Listed entries:
★ ★ ★ ★ ★ ★ ★

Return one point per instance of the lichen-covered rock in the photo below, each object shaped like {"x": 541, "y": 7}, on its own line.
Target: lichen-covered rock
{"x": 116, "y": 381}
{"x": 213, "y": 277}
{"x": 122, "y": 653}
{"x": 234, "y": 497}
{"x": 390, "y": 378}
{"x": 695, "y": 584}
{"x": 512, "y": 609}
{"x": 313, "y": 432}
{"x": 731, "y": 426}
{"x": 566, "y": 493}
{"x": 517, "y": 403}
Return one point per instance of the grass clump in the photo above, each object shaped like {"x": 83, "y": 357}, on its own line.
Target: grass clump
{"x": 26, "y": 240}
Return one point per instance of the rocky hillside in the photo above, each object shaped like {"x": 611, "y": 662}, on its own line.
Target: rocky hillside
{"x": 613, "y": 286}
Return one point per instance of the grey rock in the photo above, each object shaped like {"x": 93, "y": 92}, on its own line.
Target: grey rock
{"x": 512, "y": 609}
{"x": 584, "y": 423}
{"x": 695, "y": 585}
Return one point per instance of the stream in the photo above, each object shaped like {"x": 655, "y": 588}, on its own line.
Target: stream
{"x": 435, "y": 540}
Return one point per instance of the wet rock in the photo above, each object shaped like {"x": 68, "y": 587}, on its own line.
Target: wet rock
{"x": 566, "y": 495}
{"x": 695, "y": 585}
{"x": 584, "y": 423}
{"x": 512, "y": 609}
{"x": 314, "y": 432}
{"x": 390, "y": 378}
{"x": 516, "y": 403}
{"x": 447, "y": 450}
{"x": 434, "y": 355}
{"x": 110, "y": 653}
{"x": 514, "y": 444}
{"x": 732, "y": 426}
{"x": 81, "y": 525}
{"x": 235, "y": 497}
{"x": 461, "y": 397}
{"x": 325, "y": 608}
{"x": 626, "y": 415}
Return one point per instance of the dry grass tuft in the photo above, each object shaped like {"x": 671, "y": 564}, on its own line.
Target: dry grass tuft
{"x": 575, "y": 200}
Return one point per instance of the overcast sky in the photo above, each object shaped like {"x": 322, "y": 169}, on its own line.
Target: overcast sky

★ ★ ★ ★ ★ ★ ★

Work instructions: Rewrite the lines from the one containing "Return one point per instance of the dry" through the end of the rows above, inclusive, swapping "overcast sky" for "cloudy sky" and keeping everything else unchanged. Return only those lines.

Solution to this problem:
Return one point per instance of the dry grass tuft in the photo above, each object shaped like {"x": 671, "y": 564}, on its own line.
Target: dry grass tuft
{"x": 575, "y": 200}
Return one point per instance of the cloudy sky in the photo above, each object shaped like {"x": 322, "y": 169}, on its own line.
Target: cloudy sky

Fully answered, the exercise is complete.